* PROVIDED INFORMATION:

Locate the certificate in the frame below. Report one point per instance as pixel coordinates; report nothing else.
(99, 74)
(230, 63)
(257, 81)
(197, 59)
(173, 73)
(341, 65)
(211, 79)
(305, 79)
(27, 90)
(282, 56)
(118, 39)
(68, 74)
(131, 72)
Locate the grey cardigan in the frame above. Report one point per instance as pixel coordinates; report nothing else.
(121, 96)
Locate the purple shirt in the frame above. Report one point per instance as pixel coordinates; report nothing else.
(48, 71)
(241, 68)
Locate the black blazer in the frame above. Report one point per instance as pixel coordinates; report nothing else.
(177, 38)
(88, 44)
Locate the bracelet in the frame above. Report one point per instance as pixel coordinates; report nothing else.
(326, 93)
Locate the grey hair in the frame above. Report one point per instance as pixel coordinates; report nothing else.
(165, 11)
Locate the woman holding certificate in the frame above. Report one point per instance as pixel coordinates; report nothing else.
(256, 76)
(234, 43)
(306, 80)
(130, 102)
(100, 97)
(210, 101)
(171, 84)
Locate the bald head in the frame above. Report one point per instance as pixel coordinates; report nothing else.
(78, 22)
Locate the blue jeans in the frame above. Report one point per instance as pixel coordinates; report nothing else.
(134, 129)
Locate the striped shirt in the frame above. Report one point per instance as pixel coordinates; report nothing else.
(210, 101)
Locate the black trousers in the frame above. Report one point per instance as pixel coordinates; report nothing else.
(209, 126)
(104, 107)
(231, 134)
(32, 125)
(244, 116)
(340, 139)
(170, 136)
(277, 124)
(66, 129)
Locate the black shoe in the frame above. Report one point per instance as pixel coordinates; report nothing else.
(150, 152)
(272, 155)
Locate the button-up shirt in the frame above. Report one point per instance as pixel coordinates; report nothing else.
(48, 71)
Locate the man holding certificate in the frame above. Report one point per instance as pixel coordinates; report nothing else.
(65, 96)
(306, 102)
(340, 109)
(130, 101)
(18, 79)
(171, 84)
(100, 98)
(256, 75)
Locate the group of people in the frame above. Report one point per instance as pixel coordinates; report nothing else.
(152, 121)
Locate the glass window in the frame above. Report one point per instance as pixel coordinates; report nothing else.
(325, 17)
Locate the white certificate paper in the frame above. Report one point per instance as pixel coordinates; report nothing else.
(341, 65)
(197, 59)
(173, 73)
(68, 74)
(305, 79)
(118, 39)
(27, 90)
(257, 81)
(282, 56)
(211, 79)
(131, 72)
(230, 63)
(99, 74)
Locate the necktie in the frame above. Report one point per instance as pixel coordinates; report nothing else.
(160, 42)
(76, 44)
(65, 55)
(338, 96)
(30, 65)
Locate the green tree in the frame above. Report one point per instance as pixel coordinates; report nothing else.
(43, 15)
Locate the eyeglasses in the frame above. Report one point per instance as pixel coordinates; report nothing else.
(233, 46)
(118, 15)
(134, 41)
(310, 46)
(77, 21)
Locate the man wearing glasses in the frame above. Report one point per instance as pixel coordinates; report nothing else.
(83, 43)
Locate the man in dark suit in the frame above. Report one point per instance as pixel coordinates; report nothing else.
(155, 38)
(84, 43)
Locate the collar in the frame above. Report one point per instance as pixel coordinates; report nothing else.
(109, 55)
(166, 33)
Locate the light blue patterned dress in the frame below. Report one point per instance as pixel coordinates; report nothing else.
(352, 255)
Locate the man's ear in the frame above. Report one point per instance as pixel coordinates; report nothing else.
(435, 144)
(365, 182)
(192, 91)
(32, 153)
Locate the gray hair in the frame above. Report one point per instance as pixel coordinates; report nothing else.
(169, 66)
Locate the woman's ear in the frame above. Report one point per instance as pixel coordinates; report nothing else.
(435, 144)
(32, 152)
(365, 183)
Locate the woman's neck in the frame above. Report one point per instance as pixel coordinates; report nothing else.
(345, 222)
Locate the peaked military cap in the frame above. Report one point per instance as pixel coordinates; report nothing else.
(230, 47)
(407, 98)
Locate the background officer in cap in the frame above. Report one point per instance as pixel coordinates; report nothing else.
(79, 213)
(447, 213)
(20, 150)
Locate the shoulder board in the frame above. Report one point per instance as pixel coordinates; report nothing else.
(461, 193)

* INSTRUCTIONS TO FOLLOW:
Reproduce each entry precisely, so that nothing differs from the original.

* TASK RESULT:
Locate the certificate in the frame below. Report one point per instance as pixel coordinates; report nothing else.
(99, 74)
(230, 63)
(257, 81)
(197, 59)
(173, 73)
(341, 65)
(211, 79)
(305, 79)
(27, 90)
(282, 56)
(118, 39)
(68, 74)
(131, 72)
Locate the grey cardigan in the frame above. Report one point per instance as pixel coordinates; report nothing else.
(121, 96)
Locate the purple shirt in the frame above. Report one point per instance as pixel coordinates; report nothing else.
(48, 71)
(241, 68)
Locate the black blazer in the frame above. Report one point per instance as pixel coordinates; report nothing else.
(177, 38)
(88, 44)
Locate the bracelet in the frame above. Report one point per instance as pixel coordinates; report nothing else.
(326, 93)
Locate the grey hair in the frame above. Report one point per instance as pixel coordinates; report nothing else.
(165, 11)
Locate the woman holding certificate in the frame above. Report one point per instance as pixel coordinates; report nothing else.
(256, 76)
(234, 43)
(306, 80)
(130, 102)
(100, 97)
(210, 101)
(171, 84)
Locate the bald head in the frame above. Report one point per instance as pixel coordinates; report nothing else.
(78, 22)
Locate the blue jeans in the frame above. Report one point per instance as pixel coordinates; report nothing else.
(134, 129)
Locate the striped shirt in the frame above. Report one point per instance as pixel coordinates; report nothing else.
(210, 101)
Locate the black trousers in the frame above. Report one point per instance as pixel coordinates; report nothing else.
(209, 126)
(104, 107)
(231, 134)
(32, 125)
(244, 116)
(340, 139)
(170, 136)
(277, 124)
(66, 129)
Locate the black shoe in the frame above. Report one point per instance as pixel coordinates; report nothing else.
(150, 152)
(272, 155)
Locate the button-up shirt in the frame above. Report one point per instance as pixel coordinates; report nothing else.
(48, 71)
Locate the man holding certificate in the frame above. Report one point per instance as pixel coordinates; report nothing else.
(65, 96)
(306, 102)
(340, 109)
(130, 101)
(18, 79)
(171, 84)
(100, 98)
(256, 75)
Locate the group of people in the frame above. Report one point per instance as pixel coordinates; report nothing else.
(152, 121)
Locate the glass window in the frame above. Report one point per instance as pixel coordinates; report nothing else.
(325, 17)
Locate the white certificate paper in the frame above. Report one point per instance as pixel coordinates; report nothing else.
(341, 65)
(197, 59)
(173, 73)
(68, 74)
(305, 79)
(118, 39)
(27, 90)
(257, 81)
(282, 56)
(211, 79)
(131, 72)
(230, 63)
(99, 74)
Locate the necktie in the frame above. Report one point per instance as pixel coordinates; report nothing else.
(160, 42)
(76, 44)
(65, 55)
(338, 96)
(30, 65)
Locate the green tree in the frame above. Report one point per instance as pixel coordinates; report nothing else.
(43, 15)
Locate the eyeglasses in the frame above. Report one point per instance as pixel coordinates; report nothing else.
(233, 46)
(118, 15)
(134, 41)
(310, 46)
(77, 21)
Locate the man wearing glasses in the frame above. Report one point per instance as pixel coordinates; report nothing else.
(83, 43)
Locate the man in dark suit in the frame above. Report one point per instance as pixel coordinates; report nothing else.
(155, 38)
(84, 43)
Locate the collar in the frame above. Report one point per instance as pixel coordinates; report nothing else.
(109, 55)
(166, 33)
Locate the light blue patterned dress in the frame below. Report one point per instance as pixel coordinates; report nothing else.
(352, 255)
Locate the man's ear in the frame above. Report one point per instance as pixel coordinates; report nothing else.
(435, 144)
(365, 182)
(192, 91)
(32, 153)
Locate the gray hair in the frame above. Report one point per instance as pixel coordinates; report nothing else.
(169, 66)
Locate the woman's ear in the frame above. Report one point per instance as pixel coordinates; report nothing else.
(435, 144)
(32, 152)
(365, 183)
Locate the woman's neck in the frame above. Report one point per instance as pixel coordinates; report nothing else.
(345, 222)
Locate the peaked military cap in the frame above. Report one point per instance as pixel coordinates; report nothing else.
(230, 47)
(407, 98)
Locate the background officer in cap in the frame above. Report one point per instance as pixel coordinates; report nothing else.
(79, 213)
(447, 213)
(20, 150)
Locate the shoulder board in the frame above. Report one point per instance as pixel coordinates; report nothing else.
(461, 193)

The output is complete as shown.